* _Textauszug_:
——————————
Wie ist die Situation der Jesiden im Irak?

Jesiden werden immer wieder verfolgt und diskriminiert. Fanatische Muslime sehen die Gemeinschaft als Sekte und die Mitglieder als "Teufelsanbeter" an, weil in der jesidischen Religion der "Engel Pfau" (Melek Taus) eine bedeutende Rolle spielt. Er wird im Koran als gefallener Engel bezeichnet. Die brutale Gewalt der sunnitischen Terrormiliz "Islamischer Staat" (IS) gegen Jesiden im Nordirak löste 2014 weltweit Entsetzen aus. Hunderttausende flohen damals in die kurdischen Autonomiegebiete - wo viele bis heute in Flüchtlingslagern leben. Das UN-Hochkommissariat für Menschenrechte wirft dem IS Völkermord an den Jesiden vor. Tausende Frauen und Mädchen wurden als Sexsklavinnen verschleppt.
——————————
* _Vorliegendes Material_:

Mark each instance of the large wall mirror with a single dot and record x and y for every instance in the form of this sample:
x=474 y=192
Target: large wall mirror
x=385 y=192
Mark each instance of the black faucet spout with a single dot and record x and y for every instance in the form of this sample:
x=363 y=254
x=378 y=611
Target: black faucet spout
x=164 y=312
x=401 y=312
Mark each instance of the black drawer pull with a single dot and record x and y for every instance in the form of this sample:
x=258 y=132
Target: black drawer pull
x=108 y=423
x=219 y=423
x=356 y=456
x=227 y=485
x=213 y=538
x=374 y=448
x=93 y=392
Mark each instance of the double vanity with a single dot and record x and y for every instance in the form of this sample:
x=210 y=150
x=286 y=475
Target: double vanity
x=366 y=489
——————————
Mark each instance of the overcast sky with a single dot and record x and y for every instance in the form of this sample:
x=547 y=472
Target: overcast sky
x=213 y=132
——————————
* _Deine Aufgabe_: Wie geht der Text über die Lage der Jesiden im Irak nach seinem letzten Satz weiter? Schreibe die Fortsetzung. Das Material spielt hierbei keine Rolle.

* _Antwort_:
Wer ist Melek Taus?

Melek Taus oder Tausi Melek ist im Glauben der Jesiden ein von Gott geschaffener Engel und wird von einem blauen Pfau symbolisiert. Nach jesidischer Mythologie hat Gott aus seinem Licht in der Form eines siebenfarbigen Regenbogens den Engel Melek Taus geschaffen. Melek Tau ist einer von sieben Erzengeln. Das jesidische Neujahrsfest wird ihm gewidmet. Nach einem Schöpfungsmythos ist der Engel auch an der Erschaffung Adams beteiligt. Demnach stammen Jesiden allein von Adam ab. Dies begründet das Gebot zur Endogamie, also eine Heiratsordnung, die Eheschließungen innerhalb der eigenen Volks- und Glaubensgruppe bevorzugt.

Wie kam Friedensnobelpreisträgerin Nadia Murad nach Deutschland?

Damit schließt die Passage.